TEXT FOR ANALYSIS>
______
Saturday, December 1, 2012

What To Do on a Rainy Day? Explore the Mother Lode Underground!

So what does one do when an atmospheric river storm is barreling towards your region, with an expected 10"-20" of rain in some places? If you are among the intrepid members of the Geology Club at our school, you go caving! It's not that they planned on doing a field trip during one of the heaviest storms of the year, but this was scheduled two months ago. They looked at the weather radar and decided to go anyway. In the end we caught a bit of breathing space between two major storm systems. It was mostly drizzling and misting on us as we hiked the mile or so down the hill to the cave entrances.

California is not exactly known for her cavern systems, but the state does in fact have around a thousand known caves, and some are world class; one has nearly thirty miles of passageways. Seven or eight of them are operated as tourist attractions (Black Chasm, California, Mercer, Moaning, Boyden, Crystal, and Shasta are the ones that come to mind). Many are on public land and plenty more are on private land (how cool would it be to have your own cave?) but their locations are not widely publicized, because a well-known unprotected cave is quickly dismantled by vandals, and the damage to caverns is permanent. You can't grow stalactites in a human lifetime.

We explore a couple of wild caves in the hills around Columbia. They occur in pods of marble that originated as carbonate reefs and shelf deposits in the Pacific Ocean in late Paleozoic time which were accreted to the edge of the North American plate by the process of subduction. The suite of exotic rocks are called the Calaveras Complex.
We had to pay obeisance to the mystic black cows that guard the cave entrances (well maybe anyway; they certainly like to hang out on the grass-covered plateau where the caves are located).
There were two caves that we explored today. The first was a smaller "practice" cave that provided a few crawling and climbing opportunities and some nice speleothems in a small gallery. The cave had three entrances and several small rooms that angled away from the central area.
Caves are explored these days with flashlights and headlamps, but it hasn't always been that way. The miners used candles, and the native Americans would have used torches. The caverns have a completely different aspect by candlelight. There is literally a primal mystery hidden in the shadows. I developed a greater appreciation for the cave paintings done by our distant ancestors in Europe. Can you imagine being led into the depths, and then have the torchlight suddenly play on paintings of animals and people in the darkest parts of the cavern?
The other cave is a bit more of a challenge. One must first climb down some slippery boulders into the collapsed sinkhole, and then push up through a very narrow passage that is a pretty tight  squeeze...especially for late middle-aged fat professors. But what a payoff! The 150 foot-long main room is festooned with hundreds of unbroken stalactites and columns. The ceiling was high enough to prevent vandals from reaching and breaking them off. And frankly, most vandals are lazy bastards; it's a tough hike and fairly difficult to find unless you know exactly where to look (on my fourth trip to the caves many years ago I got lost in the fog and wandered aimlessly for an hour or so).
______
EXERCISE 1>
List the California caves that the caving post names as tourist attractions.
EXERCISE 2>
Continue the caving post from its last sentence.
______
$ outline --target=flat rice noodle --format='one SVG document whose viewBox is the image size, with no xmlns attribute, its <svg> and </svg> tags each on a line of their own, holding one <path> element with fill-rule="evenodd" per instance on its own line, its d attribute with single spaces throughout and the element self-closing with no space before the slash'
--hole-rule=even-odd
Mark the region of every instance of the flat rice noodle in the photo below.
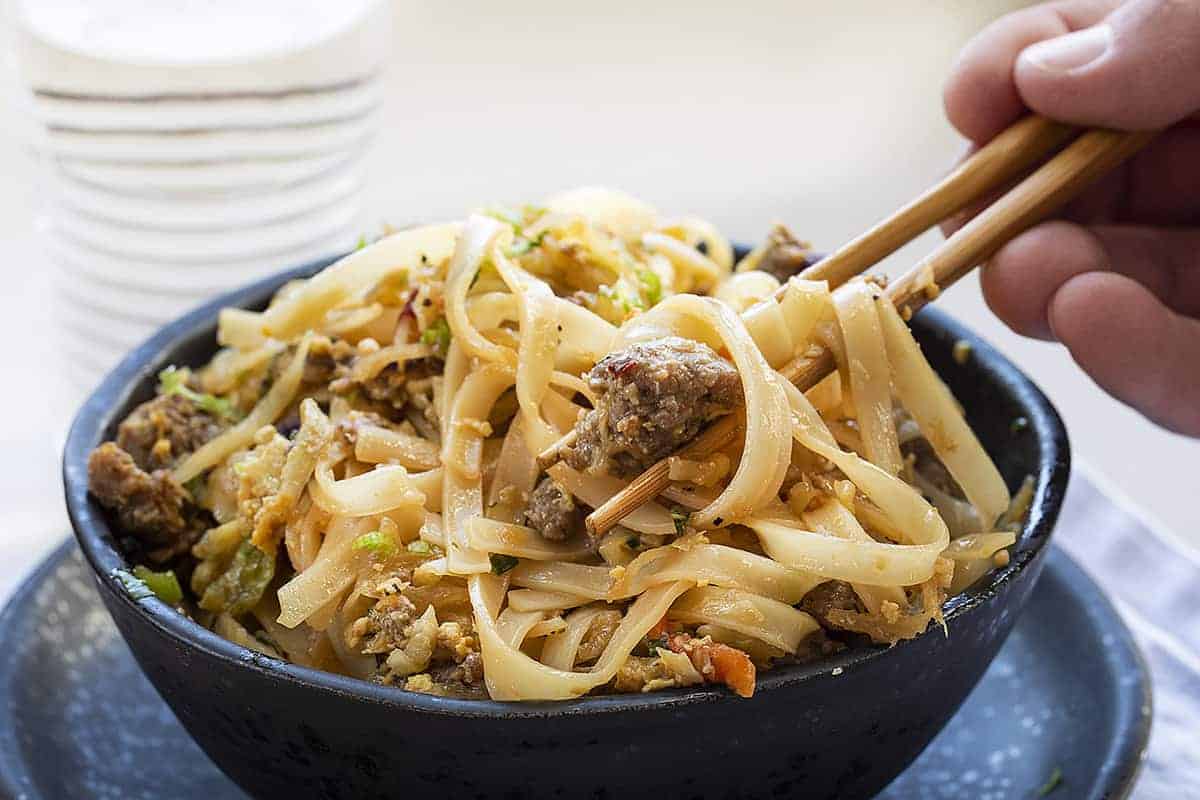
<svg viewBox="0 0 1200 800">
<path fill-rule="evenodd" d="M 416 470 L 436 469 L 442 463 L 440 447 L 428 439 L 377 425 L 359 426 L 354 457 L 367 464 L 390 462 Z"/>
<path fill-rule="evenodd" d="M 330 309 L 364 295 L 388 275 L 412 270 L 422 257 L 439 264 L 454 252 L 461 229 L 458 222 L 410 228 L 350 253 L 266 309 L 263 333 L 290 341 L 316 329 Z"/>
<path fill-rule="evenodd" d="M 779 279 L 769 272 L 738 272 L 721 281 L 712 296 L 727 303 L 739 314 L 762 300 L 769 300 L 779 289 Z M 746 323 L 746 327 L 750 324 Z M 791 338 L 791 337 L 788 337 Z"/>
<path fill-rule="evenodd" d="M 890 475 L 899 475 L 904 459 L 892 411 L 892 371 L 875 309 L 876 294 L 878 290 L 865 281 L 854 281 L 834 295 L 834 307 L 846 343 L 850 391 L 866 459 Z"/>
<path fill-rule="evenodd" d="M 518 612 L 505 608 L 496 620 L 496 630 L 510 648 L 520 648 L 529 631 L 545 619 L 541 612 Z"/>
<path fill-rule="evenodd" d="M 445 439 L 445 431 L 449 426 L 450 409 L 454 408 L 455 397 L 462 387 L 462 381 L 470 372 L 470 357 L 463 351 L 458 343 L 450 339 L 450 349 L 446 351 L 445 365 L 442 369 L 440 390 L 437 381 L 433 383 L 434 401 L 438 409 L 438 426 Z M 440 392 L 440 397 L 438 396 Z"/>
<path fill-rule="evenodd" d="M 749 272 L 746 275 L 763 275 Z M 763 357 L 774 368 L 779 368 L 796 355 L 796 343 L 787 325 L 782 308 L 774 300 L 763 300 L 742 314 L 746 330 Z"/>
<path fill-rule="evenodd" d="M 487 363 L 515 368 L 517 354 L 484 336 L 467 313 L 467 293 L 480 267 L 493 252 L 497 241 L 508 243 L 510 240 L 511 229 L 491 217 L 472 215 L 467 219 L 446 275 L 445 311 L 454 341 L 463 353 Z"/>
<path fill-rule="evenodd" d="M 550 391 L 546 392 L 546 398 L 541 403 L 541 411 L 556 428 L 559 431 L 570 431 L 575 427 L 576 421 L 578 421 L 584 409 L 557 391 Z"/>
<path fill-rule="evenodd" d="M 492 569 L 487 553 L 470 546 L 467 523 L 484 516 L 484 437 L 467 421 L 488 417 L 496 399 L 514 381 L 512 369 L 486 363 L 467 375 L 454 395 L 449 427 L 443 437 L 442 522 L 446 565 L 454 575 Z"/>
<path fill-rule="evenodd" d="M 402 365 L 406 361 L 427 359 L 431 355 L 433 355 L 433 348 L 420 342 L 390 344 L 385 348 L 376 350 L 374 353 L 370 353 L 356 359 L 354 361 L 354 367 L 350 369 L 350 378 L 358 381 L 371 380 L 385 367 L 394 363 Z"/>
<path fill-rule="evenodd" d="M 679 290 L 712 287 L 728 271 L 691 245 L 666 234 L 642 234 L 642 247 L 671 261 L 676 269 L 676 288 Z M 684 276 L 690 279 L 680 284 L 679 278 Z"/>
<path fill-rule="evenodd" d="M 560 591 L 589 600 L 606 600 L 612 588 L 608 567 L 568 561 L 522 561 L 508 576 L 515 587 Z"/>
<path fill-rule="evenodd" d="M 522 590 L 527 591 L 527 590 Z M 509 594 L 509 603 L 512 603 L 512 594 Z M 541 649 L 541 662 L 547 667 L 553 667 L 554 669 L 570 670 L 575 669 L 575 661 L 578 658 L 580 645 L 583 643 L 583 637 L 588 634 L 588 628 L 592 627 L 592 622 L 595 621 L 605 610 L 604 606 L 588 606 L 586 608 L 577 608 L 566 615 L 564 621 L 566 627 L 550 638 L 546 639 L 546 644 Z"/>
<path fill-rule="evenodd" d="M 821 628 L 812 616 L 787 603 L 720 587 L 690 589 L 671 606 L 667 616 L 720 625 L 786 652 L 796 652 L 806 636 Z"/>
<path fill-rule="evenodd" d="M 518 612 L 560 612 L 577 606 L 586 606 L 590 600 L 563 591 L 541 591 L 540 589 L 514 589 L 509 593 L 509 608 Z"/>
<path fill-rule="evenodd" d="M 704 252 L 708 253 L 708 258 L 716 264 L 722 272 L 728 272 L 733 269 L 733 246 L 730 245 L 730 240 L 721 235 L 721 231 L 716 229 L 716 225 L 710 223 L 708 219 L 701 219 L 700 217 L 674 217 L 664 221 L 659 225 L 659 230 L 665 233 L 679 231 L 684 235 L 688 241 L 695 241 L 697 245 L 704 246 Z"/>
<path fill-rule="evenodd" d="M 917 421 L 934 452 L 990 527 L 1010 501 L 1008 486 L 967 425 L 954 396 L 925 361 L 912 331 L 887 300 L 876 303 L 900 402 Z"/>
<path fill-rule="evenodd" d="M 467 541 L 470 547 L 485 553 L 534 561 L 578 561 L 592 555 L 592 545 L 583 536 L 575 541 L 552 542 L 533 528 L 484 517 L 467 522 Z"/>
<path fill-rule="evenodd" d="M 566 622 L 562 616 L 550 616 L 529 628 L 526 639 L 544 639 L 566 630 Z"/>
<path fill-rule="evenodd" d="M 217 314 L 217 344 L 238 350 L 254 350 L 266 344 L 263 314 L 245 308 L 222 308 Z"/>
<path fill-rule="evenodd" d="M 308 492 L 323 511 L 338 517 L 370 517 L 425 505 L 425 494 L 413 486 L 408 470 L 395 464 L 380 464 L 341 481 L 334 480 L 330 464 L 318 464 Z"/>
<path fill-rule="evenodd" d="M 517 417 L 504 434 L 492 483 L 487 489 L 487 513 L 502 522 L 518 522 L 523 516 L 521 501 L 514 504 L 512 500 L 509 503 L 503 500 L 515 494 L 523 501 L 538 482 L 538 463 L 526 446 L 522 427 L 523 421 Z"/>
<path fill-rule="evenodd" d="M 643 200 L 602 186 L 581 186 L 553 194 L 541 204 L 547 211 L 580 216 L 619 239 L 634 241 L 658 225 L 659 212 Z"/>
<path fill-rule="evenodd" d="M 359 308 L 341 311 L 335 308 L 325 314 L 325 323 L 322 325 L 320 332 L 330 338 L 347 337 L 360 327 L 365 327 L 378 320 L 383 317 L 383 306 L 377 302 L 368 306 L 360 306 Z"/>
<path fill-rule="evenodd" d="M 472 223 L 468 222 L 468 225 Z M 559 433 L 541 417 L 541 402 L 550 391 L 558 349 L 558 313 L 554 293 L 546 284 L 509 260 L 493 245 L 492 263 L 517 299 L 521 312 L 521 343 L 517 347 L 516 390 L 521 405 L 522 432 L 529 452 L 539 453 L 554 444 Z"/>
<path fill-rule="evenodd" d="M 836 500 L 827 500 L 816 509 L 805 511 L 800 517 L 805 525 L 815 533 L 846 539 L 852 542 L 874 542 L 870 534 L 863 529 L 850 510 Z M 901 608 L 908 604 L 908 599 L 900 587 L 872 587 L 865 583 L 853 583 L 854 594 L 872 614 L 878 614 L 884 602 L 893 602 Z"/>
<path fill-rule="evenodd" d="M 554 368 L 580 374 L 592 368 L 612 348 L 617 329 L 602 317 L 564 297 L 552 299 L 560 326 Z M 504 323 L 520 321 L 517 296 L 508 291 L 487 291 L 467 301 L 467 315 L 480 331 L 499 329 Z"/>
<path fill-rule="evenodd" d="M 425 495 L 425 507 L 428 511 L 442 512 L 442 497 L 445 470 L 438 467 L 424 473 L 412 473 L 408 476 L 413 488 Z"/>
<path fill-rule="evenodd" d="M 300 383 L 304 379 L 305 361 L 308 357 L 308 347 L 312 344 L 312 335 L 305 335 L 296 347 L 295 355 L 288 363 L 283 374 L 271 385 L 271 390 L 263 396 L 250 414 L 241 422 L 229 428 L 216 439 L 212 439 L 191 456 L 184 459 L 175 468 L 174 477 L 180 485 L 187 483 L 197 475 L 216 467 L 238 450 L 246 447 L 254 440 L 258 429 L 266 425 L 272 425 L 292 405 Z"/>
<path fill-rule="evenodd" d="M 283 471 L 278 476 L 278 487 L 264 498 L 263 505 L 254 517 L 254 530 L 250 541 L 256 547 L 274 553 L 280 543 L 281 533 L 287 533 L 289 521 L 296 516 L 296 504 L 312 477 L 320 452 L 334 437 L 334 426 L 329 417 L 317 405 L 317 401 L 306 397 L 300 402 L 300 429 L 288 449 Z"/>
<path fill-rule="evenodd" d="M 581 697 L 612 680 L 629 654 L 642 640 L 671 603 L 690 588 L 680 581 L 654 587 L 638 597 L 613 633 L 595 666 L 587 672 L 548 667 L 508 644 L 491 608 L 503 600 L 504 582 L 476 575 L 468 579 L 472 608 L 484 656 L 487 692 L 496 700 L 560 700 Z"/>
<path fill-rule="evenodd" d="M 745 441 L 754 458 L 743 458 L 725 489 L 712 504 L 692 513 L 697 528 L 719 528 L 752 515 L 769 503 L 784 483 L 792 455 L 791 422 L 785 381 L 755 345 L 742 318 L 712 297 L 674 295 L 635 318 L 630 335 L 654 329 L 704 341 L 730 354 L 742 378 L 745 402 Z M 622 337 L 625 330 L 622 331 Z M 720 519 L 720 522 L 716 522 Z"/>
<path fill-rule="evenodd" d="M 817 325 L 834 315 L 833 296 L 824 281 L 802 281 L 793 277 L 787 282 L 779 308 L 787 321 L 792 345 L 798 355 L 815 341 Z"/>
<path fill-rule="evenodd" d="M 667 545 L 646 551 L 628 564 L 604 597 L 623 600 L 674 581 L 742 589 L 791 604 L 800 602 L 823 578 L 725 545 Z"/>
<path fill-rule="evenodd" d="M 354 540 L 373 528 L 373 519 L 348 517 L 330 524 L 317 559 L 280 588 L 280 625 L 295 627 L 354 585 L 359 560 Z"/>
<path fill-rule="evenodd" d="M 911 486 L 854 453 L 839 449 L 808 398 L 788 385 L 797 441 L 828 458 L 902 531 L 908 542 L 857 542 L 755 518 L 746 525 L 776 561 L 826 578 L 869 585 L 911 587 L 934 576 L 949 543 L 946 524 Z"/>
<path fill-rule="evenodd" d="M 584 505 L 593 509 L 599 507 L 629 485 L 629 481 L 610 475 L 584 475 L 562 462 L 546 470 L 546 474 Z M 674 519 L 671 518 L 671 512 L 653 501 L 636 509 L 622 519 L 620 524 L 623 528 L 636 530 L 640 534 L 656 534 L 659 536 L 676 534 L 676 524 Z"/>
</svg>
______
EXERCISE ANSWER 1>
Black Chasm, California, Mercer, Moaning, Boyden, Crystal, and Shasta

EXERCISE ANSWER 2>
If you wonder about cave life, there are certainly creatures living in the darkness. There are usually two or three bats hanging on the highest ceiling (although there is no light, I suspect there is a vertical entrance to the cave somewhere, because I can't imagine bats negotiating the narrow hole we climb through, but maybe they can).

On this particular day we saw half a dozen 5-inch-long millipedes. I'm told they are mainly scavengers and don't bite, but I didn't experiment with the possibility today.
I didn't see any of them today, but a couple of years back we saw a beautiful orange newt deep in the cave (I think it is a Sierra Newt, but as in all things biological I am open to correction).
Wow, Thanksgiving is over and Christmas is coming, but I'm already out of shape and overweight. The climb up out of the cave and the long mud slog back to our vehicle was tougher than it should have been. But what a nice day it turned out to be...

5 comments:

Unknown said...

Definitely worth the effort. The world below our feet is incredible and awesome.

Kathy Crawford said...

I desperately would love to see the cave paintings in Lascaux!!

Neil said...

Nice looking caves!

Your salamander is a Yellow-eyed Ensatina (Ensatina eschscholtzii). Similar coloration to the Sierra Newt, but distinguished by smoother skin, more slender build, and the very well-defined costal grooves (the grooves running along the trunk that outline the muscles).

These guys are very fond of caves (much more so than newts I think, although that's just my impression). They have an interesting distribution with one population in the coast ranges and another in the Sierra Foothills - presumably they either crossed the central valley at some point or had a broader range in the past that has shrunk into two unconnected fragments.

Garry Hayes said...

Thanks! Someone may have told me that in the past, but then I was looking at pictures of Sierra newts and the color was so distinctive. Oh well, that's what you get when geologists play biologists

Neil said...

It's an easy confusion to make. Some have suggested that the Yellow-eyed Ensatina is a newt mimic. Newts are poisonous, so the similar coloration may be an effective deterrent to raccoons and herons, fooling geologists may just be an unintended side effect.